→ **TASK DIRECTIONS**
Determine how many lines in the data below contain the string "basketball", treating uppercase and lowercase letters as distinct. Reply with the number alone.

--------------------------------

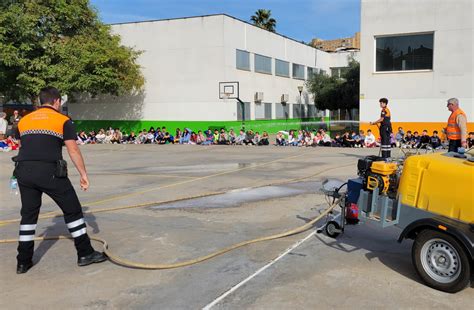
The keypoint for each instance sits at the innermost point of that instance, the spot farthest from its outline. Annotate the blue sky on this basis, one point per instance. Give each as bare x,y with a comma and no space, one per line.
301,20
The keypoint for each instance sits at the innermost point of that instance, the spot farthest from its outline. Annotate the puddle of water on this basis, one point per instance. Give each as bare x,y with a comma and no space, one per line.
199,168
244,195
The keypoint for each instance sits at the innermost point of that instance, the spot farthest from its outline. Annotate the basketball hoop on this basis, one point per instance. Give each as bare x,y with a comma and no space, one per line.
226,96
228,90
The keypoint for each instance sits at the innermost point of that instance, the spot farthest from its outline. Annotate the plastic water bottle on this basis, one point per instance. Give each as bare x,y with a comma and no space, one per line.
13,185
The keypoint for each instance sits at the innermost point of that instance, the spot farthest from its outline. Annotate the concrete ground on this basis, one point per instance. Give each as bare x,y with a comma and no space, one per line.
365,268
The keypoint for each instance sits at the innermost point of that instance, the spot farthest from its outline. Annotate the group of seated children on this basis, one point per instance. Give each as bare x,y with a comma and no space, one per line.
322,138
249,137
416,141
162,136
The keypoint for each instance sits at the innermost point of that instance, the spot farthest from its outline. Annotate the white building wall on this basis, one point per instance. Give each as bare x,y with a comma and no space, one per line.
419,97
183,60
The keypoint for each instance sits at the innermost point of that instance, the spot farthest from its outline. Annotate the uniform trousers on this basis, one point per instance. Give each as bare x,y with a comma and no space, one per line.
385,141
34,179
454,145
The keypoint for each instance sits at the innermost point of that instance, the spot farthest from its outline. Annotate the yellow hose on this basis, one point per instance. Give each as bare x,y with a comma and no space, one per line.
54,214
131,264
128,263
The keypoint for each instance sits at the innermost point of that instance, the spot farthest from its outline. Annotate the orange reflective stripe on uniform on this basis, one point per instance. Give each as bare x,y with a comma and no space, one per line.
453,132
44,121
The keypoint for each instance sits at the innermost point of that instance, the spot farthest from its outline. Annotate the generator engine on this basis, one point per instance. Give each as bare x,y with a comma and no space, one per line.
376,173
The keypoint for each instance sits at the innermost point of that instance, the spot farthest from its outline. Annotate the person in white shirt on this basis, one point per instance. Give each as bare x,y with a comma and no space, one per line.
325,139
3,125
369,140
100,137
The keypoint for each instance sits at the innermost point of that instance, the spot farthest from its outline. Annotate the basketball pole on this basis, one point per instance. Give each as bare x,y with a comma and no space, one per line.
242,104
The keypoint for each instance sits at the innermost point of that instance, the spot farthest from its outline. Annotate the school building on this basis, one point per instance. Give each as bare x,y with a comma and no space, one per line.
184,60
417,54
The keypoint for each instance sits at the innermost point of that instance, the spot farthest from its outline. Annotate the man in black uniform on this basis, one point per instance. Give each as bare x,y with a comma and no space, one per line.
39,169
385,128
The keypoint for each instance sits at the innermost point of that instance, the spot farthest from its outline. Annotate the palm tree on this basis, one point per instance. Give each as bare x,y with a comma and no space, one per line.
263,20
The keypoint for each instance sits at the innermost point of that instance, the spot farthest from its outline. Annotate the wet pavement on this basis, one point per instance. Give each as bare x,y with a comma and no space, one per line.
248,198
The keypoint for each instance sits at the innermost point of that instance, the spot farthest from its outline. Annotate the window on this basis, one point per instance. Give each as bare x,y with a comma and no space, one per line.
263,111
402,53
339,71
242,60
298,110
282,68
245,113
298,71
282,110
263,64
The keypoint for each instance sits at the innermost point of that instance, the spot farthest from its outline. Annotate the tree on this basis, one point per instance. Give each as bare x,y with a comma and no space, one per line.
334,93
263,20
63,44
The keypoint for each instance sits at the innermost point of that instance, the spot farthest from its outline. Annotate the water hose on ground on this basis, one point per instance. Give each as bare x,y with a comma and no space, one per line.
131,264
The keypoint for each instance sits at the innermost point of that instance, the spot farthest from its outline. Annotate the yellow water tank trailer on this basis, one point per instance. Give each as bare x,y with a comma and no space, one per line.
440,184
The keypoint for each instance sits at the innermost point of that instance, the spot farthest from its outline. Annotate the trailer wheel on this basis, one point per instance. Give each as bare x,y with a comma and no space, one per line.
440,261
333,229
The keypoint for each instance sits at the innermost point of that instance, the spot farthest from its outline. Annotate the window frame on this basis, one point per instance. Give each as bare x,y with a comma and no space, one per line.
293,71
255,64
236,64
402,35
288,63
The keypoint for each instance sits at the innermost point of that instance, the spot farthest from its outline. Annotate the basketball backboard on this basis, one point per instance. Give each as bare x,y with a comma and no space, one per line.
228,90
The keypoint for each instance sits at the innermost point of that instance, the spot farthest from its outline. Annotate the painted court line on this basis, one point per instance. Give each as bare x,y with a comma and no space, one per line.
256,273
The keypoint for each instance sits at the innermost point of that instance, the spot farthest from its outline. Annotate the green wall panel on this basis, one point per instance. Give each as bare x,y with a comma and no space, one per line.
271,126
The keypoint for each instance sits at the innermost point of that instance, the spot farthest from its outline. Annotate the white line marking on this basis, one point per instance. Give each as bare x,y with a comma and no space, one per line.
237,286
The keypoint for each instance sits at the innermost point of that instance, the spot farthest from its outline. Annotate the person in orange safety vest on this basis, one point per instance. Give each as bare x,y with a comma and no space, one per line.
456,131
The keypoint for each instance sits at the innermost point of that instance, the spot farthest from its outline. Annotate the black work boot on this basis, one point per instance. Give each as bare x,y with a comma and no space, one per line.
23,268
94,257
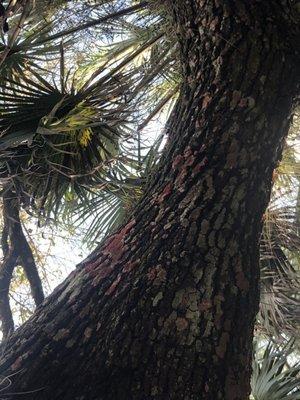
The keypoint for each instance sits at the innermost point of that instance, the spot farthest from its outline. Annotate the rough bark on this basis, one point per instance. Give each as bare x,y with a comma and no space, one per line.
165,308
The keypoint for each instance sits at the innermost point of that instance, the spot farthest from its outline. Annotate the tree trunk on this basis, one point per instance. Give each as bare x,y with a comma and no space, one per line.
165,308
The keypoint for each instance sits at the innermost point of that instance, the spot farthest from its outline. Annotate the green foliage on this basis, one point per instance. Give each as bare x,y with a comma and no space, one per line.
276,373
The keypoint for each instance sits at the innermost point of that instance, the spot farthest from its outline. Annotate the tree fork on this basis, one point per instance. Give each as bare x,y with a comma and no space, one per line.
165,308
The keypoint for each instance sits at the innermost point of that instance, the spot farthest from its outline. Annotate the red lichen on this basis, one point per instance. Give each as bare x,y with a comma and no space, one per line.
129,266
115,246
205,305
178,160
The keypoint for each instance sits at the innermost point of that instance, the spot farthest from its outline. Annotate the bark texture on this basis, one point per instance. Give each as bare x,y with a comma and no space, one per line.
165,308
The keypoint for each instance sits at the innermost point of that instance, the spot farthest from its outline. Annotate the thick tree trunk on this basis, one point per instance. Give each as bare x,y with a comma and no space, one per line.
165,308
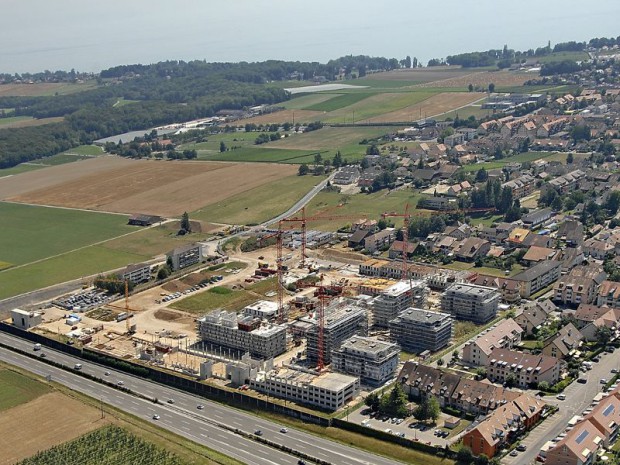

--------------------------------

→ **FULL OUTPUT**
3